**Supplied material**.
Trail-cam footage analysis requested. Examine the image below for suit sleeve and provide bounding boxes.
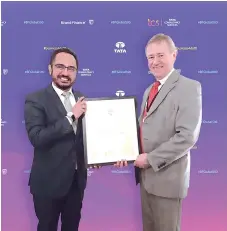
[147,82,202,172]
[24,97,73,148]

---

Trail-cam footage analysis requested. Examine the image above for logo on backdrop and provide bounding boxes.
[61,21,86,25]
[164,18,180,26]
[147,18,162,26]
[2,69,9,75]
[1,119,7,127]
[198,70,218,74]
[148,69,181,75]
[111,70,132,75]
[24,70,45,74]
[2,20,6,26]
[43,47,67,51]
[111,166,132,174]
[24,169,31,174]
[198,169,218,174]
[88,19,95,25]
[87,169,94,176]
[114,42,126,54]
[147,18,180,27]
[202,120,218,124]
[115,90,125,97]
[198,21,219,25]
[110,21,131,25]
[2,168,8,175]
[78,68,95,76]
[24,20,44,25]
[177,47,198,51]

...

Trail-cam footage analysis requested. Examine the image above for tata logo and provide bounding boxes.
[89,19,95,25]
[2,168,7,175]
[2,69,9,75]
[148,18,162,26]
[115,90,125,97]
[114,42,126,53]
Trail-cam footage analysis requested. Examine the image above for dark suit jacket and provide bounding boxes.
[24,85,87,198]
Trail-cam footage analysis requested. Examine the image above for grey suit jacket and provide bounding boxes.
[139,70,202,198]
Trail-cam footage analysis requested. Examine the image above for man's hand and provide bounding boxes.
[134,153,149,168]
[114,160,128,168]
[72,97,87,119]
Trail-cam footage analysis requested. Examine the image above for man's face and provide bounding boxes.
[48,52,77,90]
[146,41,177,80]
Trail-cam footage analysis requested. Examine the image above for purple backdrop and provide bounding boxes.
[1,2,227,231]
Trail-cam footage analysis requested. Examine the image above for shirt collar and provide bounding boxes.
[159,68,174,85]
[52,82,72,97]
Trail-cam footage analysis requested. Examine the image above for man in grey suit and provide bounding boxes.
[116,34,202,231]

**Your goal**.
Rewrite the records beginning at the line that has "Trail-cam footage analysis requested. Examine the image below" and ending after the line that has "[24,97,73,148]", changing "suit sleeve" to "jacket cuff" and leaving everything else as it is. Omit the picture from your answer.

**Complete output**.
Trail-cam footage analysis requested. Examine the image below for jacket cuff and provide bounding boxes.
[147,82,202,172]
[24,97,73,148]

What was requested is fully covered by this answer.